▶ _Required work_: Beginning with the line that has "We need you to process the image above and detect sneakers.", please write out each remaining line of the listing below, word for word.

════════════════

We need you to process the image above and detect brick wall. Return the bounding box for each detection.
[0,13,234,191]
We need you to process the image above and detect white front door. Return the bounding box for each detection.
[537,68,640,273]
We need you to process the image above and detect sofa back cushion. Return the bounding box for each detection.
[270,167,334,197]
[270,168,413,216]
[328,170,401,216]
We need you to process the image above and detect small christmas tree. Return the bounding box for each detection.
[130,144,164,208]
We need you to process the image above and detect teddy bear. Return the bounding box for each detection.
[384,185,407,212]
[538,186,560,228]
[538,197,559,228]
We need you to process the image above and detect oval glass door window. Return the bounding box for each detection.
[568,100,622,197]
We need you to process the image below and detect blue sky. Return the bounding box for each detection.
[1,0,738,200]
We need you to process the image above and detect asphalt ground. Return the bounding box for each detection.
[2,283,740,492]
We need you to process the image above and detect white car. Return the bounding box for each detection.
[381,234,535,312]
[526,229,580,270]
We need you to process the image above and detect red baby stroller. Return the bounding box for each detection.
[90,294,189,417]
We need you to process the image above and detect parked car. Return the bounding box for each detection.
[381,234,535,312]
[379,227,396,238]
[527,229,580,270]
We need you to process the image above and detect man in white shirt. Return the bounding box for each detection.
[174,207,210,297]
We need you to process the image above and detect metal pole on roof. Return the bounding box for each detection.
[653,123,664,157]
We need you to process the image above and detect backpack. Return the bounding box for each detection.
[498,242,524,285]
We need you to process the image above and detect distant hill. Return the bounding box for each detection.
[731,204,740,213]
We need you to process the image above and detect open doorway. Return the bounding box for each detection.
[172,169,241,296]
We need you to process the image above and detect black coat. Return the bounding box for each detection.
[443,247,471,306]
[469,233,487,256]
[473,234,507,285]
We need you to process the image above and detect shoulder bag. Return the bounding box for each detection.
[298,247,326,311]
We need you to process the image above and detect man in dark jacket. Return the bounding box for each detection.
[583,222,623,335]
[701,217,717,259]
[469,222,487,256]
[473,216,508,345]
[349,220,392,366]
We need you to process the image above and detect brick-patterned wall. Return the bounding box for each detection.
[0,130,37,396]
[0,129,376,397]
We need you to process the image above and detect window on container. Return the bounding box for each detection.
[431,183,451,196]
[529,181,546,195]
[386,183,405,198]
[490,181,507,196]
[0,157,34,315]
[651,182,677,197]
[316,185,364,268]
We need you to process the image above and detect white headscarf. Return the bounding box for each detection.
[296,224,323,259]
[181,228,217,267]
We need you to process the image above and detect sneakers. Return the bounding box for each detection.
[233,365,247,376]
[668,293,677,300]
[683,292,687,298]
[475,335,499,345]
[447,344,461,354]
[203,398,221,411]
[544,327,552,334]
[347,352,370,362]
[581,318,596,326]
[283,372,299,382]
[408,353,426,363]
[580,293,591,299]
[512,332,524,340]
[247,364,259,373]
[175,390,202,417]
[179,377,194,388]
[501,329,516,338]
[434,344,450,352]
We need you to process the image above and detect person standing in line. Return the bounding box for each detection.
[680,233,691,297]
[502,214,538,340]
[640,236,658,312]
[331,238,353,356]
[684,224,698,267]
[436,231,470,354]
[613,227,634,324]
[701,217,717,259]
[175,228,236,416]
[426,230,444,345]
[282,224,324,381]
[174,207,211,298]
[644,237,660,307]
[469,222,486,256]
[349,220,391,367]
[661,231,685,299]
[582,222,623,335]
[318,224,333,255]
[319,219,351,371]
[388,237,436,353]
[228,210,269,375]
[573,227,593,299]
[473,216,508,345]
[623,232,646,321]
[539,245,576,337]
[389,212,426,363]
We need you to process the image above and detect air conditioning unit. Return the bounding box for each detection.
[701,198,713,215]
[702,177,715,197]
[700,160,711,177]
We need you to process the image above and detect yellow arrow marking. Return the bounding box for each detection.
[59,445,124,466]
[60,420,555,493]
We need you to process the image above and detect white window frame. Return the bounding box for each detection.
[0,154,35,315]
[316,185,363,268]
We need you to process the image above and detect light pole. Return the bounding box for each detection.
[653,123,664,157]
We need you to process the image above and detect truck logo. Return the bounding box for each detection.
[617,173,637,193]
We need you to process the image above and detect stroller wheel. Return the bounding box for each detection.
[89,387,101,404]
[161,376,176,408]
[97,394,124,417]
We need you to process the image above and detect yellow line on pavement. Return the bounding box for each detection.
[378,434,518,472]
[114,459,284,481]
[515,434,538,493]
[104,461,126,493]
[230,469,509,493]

════════════════

▶ _Response for this exercise_:
We need you to process the image above and detect sneakers. Return the bounding box for each detection.
[233,365,247,376]
[668,293,677,300]
[683,292,687,298]
[475,335,499,345]
[447,344,461,354]
[203,398,221,411]
[544,327,552,334]
[347,352,370,362]
[581,318,596,326]
[283,372,299,382]
[408,353,426,363]
[580,293,591,299]
[512,332,524,340]
[247,364,259,373]
[175,390,202,417]
[179,377,194,388]
[501,329,516,338]
[434,344,450,352]
We need you to process the image above and detect person standing in line. Return the bounding box for each detection.
[680,233,691,297]
[502,214,538,340]
[640,236,658,312]
[331,238,353,356]
[684,224,698,267]
[436,231,470,354]
[613,227,634,324]
[701,217,717,259]
[175,228,236,416]
[426,230,444,345]
[282,224,324,381]
[174,207,211,298]
[644,237,660,307]
[469,222,486,256]
[349,220,391,367]
[661,231,685,299]
[582,222,623,335]
[318,224,333,255]
[319,219,351,371]
[388,237,436,353]
[228,210,269,375]
[573,227,593,299]
[473,216,508,345]
[623,232,646,321]
[539,245,576,337]
[389,212,426,363]
We need you to process the image above and detect air conditioning unit. Return the bounding box for each detection.
[701,198,713,215]
[702,177,715,197]
[700,160,711,177]
We need you to process the image above and detect yellow arrow marking. Return the bounding box for each detection.
[59,445,124,466]
[60,420,555,493]
We need you to process the image above and detect white window frame. Return the bounding box for each detection.
[0,154,35,315]
[316,185,363,268]
We need you to process the image above and detect light pole. Return the bounding box for each detection.
[653,123,664,157]
We need you to process the image above and detect truck logo. Return the bounding box for each detection.
[617,173,637,193]
We need you to process the image above and detect stroller wheel. Return the bounding box for each detection.
[89,387,101,404]
[161,376,176,408]
[97,394,124,417]
We need you to process the image above and detect yellow line on pavement. Return the bounding box for each detection.
[378,434,518,472]
[114,459,284,481]
[515,434,538,493]
[104,461,126,493]
[230,469,509,493]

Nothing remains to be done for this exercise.